* [Given exercise a]
Pull out each line from the rows below that includes the word "window".

The classic way \cite{M} to probe the small $x$ behaviour of QCD, which 
avoids the problem of assuming input parton distributions, is to study deep 
inelastic $(x, Q^2)$ events which contain an identified forward jet $(x_j, 
k_{jT}^2)$, see Fig.\ 1(a).  According to BFKL dynamics the 
differential structure function for DIS + jet events has the following
small $(x/x_{j})$ behaviour
\begin{equation}
\frac{ \partial F_2} {\partial \left(\ln 1/x_{j}\right) \partial 
k_{jT}^2} = C \alpha_s (k_{jT}^2) x_{j} \left[g+ \frac{4}{9} \left(
q + \bar q \right)\right] 
\left(\frac{x}{x_{j}}\right)^{-\lambda} ,
\label{eq:a1}
\end{equation}
where the normalisation coefficient $C$ is given in refs.\ 
\cite{T,BD,KMS1,KMS2}.
The parton distributions $g$, $q$ and $\bar q$ are to be evaluated
at $(x_{j},k_{jT}^2)$.  The relevant kinematic region is where
\begin{itemize}
\item[(i)] the jet transverse momentum satisfies $k_{jT}^2 \simeq Q^2$ 
so as to neutralize the DGLAP evolution, and is sufficiently large so as to 
suppress diffusion into the infrared region when we solve the BFKL equation 
at decreasing values of $x/x_j$;
\item[(ii)] the jet longitudinal momentum $x_j p$ is as large as is experimentally 
feasible (and $x$ is as small as possible) so as to be able to probe the region of 
small $x/x_j$.
\end{itemize}
\noindent For these values of $x_j$ the parton distributions entering (\ref{eq:a1}) 
are well known from the global parton analyses and so the observation of DIS + 
jet events offers the opportunity to expose BFKL-type small $x$ dynamics free 
from the ambiguities associated with the choice of the non-perturbative parton 
input.  In other words we are studying small $x$ dynamics by deep inelastic 
scattering off a known parton, rather than off the proton.  Experimentally, 
however, the clean identification and kinematic measurement
of a forward jet proves to be difficult since we require it to be as close to 
the proton remnants as possible, that is $x_j$ as large as possible.  
Nevertheless experimental studies have been attempted and lead to encouraging 
results \cite{H1}.

* [Given exercise b]
Extend the passage above on forward jets in deep inelastic scattering, picking up right after its final sentence.

(Annotated coordinate records)

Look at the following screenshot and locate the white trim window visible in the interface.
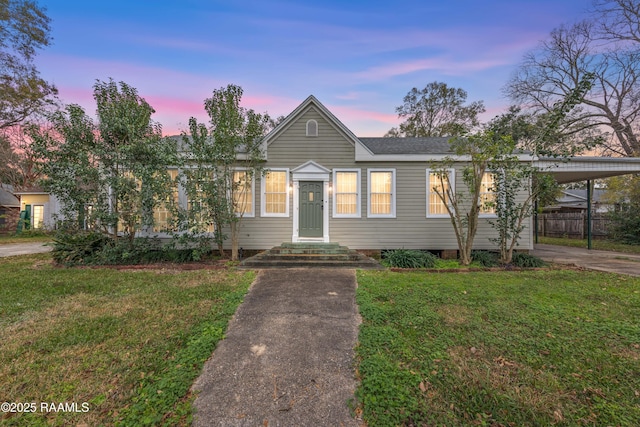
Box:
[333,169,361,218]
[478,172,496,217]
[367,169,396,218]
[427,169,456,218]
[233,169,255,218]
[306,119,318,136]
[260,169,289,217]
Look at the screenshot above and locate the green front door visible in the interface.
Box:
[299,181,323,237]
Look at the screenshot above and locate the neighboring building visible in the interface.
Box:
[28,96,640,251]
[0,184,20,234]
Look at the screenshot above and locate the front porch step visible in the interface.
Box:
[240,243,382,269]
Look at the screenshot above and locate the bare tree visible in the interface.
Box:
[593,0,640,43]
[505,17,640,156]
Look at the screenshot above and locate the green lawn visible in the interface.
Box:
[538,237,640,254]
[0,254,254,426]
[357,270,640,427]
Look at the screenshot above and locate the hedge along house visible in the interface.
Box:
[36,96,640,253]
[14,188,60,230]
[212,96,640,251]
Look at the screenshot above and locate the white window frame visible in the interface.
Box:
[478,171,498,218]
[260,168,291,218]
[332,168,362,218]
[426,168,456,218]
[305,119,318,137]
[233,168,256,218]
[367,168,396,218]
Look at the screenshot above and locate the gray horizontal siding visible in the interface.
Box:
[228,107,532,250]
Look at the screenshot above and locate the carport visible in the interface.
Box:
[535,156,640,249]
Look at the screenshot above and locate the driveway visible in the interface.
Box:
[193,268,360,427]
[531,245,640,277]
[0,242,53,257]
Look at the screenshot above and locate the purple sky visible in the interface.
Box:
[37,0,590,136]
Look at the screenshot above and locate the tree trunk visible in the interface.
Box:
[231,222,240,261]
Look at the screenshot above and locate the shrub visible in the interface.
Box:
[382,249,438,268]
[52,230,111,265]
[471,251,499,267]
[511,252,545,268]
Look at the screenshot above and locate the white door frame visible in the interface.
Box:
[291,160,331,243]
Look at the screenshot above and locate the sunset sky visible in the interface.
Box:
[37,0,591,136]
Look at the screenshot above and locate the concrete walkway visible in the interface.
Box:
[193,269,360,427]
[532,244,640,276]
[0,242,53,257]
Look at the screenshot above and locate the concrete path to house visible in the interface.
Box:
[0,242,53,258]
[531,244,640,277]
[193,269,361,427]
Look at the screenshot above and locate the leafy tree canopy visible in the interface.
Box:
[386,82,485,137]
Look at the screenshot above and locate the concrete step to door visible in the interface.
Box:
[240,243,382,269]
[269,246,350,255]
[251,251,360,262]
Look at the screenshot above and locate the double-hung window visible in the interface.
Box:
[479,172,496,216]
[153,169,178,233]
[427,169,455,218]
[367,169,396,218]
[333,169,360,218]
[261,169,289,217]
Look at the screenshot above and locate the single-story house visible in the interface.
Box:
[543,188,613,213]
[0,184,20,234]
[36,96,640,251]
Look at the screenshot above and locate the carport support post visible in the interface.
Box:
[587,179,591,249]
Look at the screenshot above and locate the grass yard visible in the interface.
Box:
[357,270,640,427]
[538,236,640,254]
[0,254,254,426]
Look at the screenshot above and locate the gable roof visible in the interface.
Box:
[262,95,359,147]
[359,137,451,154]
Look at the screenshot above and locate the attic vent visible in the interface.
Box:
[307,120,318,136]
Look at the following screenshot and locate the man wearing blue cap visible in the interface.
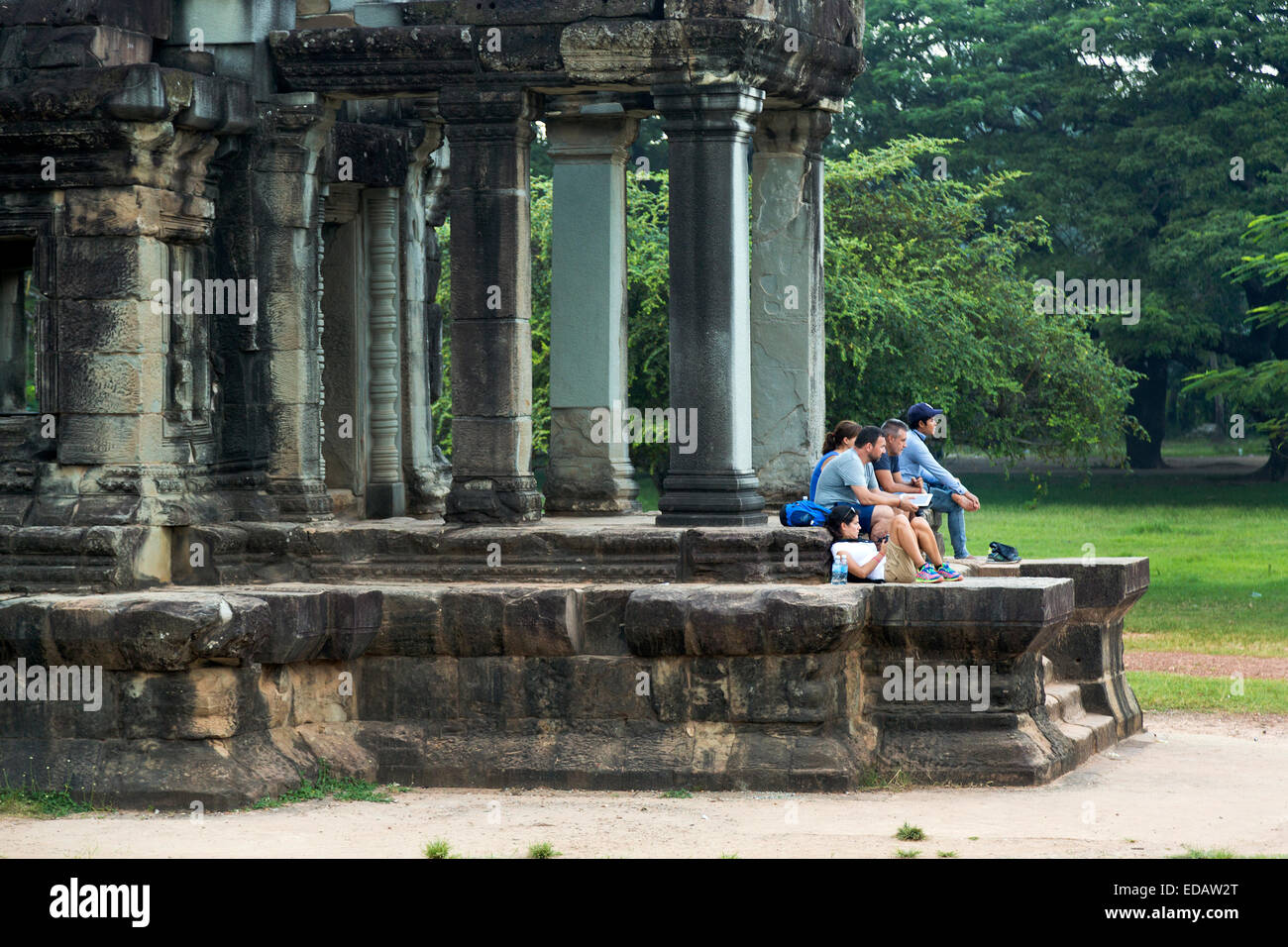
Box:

* [Final answer a]
Look at the following screenshot and locate the white trim window visible in the interface.
Look at the screenshot above and locate the white window frame visible in the interface.
Look at the screenshot above and locate the double-hung window visible in the interface.

* [Final answer b]
Here we use the improved knowledge of the fragmentation functions
to propose that the forward jet is identified through the measurement of a 
single energetic decay product. As it turns out the $\pi^0$ is the hadron
which can be identified in the most forward direction in the
detectors at HERA.  We use the BFKL formalism to predict the DIS + forward 
$\pi^0$ rate.  The rate will, of course, be suppressed in comparison with the 
DIS + forward jet rate and it is an experimental issue to see if the advantages 
of single particle detection as compared to identification of the (parent) jet 
can compensate for the loss of signal.

The outline of the paper is as follows. In section 2 we present the
QCD formalism required to calculate the cross section for the
deep inelastic + forward $\pi^{0}$ process. Then in section 3 we discuss
the experimental cuts which we impose and give our numerical
predictions for the DIS + $\pi^{0}$ cross section. Section 4
contains a discussion.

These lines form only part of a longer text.